Chapeau, Melon
Je dis souvent que ma
première amie a été ma cousine. Ce n'est pas tout à fait exact.
En réalité, mon premier ami était Caïd, le chien de mon père qui
vivait avec nous à ma naissance. Je n'en ai pas vraiment de
souvenirs, sinon des impressions et je sais que j'en ai parlé
longtemps après son départ pour la campagne parce qu'il ne cadrait
pas dans notre appartement au premier étage d'un duplex. Je me
souviens qu'il était mon ami et c'est le plus important.
Chez mes grand-parents
maternels, il y avait aussi un gros chien, une chienne en réalité,
qui s'appelait Cléo. Je crois qu'elle avait appartenu à un de mes
oncles, mais elle vivait toujours chez mes grand-parents quand
j'étais toute petite. Elle est morte, j'étais fort jeune, dans ma
tête, ça coïncide avec la mort de mon grand-père, d'ailleurs,
j'ai longtemps pensé que c'était son chien et qu'elle l'avait
accompagné dans une espèce de déménagement qui faisait en sorte
que je ne les reverrais plus jamais.
Dans tous les cas, je ne
me rappelle pas avoir été particulièrement triste de ces
disparitions que je ne comprenais pas vraiment. Bien heureuse
insouciance enfantine.
J'ai eu plusieurs animaux
de compagnie par la suite, souvent des animaux familiaux qui nous ont
tous quittés, un jour où l'autre. Leurs départs ne m'aura pas
touchée plus qu'il n'en faut. J'en étais venue à croire que
j'avais un certain problème d'attachement avec les bêtes. Je dois
avouer que je trouvais généralement que les gens exagéraient
largement leurs histoires de deuil d'animaux.
Jusqu'au jour où j'ai
emménagé dans l'appartement que j'habite actuellement. Il y avait
alors deux chats en résidence et l'un d'entre eux m'a adoptée.

========

● Consigne écrite A: Recopiez mot pour mot le passage du texte sur les animaux de compagnie, de "Dans tous les" jusqu'à "eux m'a adoptée.".
● Consigne écrite B: Poursuivez le récit sur les animaux de compagnie à partir de l'endroit où il s'arrête.

========

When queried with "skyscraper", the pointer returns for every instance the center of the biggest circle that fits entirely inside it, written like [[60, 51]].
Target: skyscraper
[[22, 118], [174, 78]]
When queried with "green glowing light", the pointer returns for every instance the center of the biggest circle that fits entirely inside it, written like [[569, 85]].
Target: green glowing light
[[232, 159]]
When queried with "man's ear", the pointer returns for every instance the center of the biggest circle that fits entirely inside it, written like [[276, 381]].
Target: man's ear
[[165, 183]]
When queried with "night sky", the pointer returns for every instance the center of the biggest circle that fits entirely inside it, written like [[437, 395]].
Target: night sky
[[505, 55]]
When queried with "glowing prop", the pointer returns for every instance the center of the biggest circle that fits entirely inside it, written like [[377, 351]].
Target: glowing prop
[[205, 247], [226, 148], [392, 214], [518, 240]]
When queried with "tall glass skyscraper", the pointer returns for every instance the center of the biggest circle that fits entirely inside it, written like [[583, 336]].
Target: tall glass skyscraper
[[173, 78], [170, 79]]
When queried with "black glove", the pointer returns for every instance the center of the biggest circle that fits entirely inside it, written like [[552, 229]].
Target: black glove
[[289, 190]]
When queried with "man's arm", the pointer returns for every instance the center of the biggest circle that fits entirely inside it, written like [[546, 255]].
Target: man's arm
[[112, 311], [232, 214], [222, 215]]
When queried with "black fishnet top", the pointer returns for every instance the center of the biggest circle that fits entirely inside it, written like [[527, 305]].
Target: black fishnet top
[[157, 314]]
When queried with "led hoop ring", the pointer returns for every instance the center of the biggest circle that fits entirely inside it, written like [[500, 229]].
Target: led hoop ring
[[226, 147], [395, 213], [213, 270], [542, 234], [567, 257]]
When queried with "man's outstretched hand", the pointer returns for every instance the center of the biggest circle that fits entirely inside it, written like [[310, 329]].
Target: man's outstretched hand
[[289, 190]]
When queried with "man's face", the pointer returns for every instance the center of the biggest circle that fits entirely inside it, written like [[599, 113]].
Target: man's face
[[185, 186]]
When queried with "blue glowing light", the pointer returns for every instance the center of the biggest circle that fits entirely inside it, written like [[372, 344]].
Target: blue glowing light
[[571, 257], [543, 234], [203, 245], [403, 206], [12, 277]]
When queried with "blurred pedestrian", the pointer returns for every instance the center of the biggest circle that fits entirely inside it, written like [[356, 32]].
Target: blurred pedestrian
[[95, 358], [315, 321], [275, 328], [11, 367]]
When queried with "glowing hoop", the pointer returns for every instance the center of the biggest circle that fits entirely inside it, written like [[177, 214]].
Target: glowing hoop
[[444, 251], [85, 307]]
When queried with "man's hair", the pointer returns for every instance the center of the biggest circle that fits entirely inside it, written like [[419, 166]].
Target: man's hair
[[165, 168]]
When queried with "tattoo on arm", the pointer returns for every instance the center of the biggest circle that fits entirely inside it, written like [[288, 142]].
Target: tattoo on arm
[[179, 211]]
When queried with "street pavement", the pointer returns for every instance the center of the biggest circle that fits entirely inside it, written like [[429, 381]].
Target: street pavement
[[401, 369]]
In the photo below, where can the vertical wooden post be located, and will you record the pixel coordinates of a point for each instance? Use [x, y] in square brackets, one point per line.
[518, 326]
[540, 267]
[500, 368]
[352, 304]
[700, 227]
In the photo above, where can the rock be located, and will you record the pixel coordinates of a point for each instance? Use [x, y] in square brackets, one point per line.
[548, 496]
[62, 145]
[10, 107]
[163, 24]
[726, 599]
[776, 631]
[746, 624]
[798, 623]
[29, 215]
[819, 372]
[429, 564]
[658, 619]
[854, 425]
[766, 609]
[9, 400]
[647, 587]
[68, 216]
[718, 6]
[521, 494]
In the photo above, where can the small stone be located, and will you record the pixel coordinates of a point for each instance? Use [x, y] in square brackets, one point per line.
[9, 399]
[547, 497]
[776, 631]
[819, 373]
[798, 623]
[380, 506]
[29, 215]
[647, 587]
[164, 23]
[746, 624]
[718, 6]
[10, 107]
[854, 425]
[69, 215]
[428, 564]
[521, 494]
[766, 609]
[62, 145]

========

● Réponse A:
Dans tous les cas, je ne
me rappelle pas avoir été particulièrement triste de ces
disparitions que je ne comprenais pas vraiment. Bien heureuse
insouciance enfantine.
J'ai eu plusieurs animaux
de compagnie par la suite, souvent des animaux familiaux qui nous ont
tous quittés, un jour où l'autre. Leurs départs ne m'aura pas
touchée plus qu'il n'en faut. J'en étais venue à croire que
j'avais un certain problème d'attachement avec les bêtes. Je dois
avouer que je trouvais généralement que les gens exagéraient
largement leurs histoires de deuil d'animaux.
Jusqu'au jour où j'ai
emménagé dans l'appartement que j'habite actuellement. Il y avait
alors deux chats en résidence et l'un d'entre eux m'a adoptée.

● Réponse B:
Littéralement. Impossible de lui fermer ma porte, le jour comme la
nuit, il devenait intenable. Notre cohabitation se passait de la
façon suivante : il venait se faire flatter une minute ou deux,
ensuite il se couchait sur mon lit pendant que j'utilisais le divan,
idéalement sur mon oreiller pour y semer plein de poils longs. Il se
déplaçait vers le pied du lit quand j'allais me coucher, jusqu'à
ce que je sois endormie, alors il allait s'installer sur le divan
pour terminer sa nuit. Dès que je commençais à me réveiller, le
matin, je l'entendais sauter en bas du divan et je savais que je
n'avais pas beaucoup de temps avant d'aller le nourrir, sans quoi il
entonnait une sérénade à réveiller les morts.
J'ai pleuré ma vie quand
il a fallut l'euthanasier parce que ses reins avaient cessé de
fonctionner. Je l'ai cherché, vu, attendu, des semaines durant.
Aujourd'hui, c'est ma
sœur et son amoureux qui pleurent un animal qui les avait adopté.
Un gros chien blond, qui était, je dois le dire, un amour de chien.
Obéissant, gentil, drôle, mais un peu gourmand. Tellement drôle en
fait que j'ai écrit deux textes en me plaçant de son point de vue
parce que sa manière de nous regarder me laissait voir une telle
intelligence et un amour si inconditionnel pour ses humains que je ne
pouvais pas résister à la tentation de le décrire, de raconter cet
ami fidèle.
Ce soir, je ne peux que
dire : « chapeau, Melon, tu auras eu une belle vie de
chien, et surtout tu auras été un un super compagnon pour ceux qui
t'aimaient ».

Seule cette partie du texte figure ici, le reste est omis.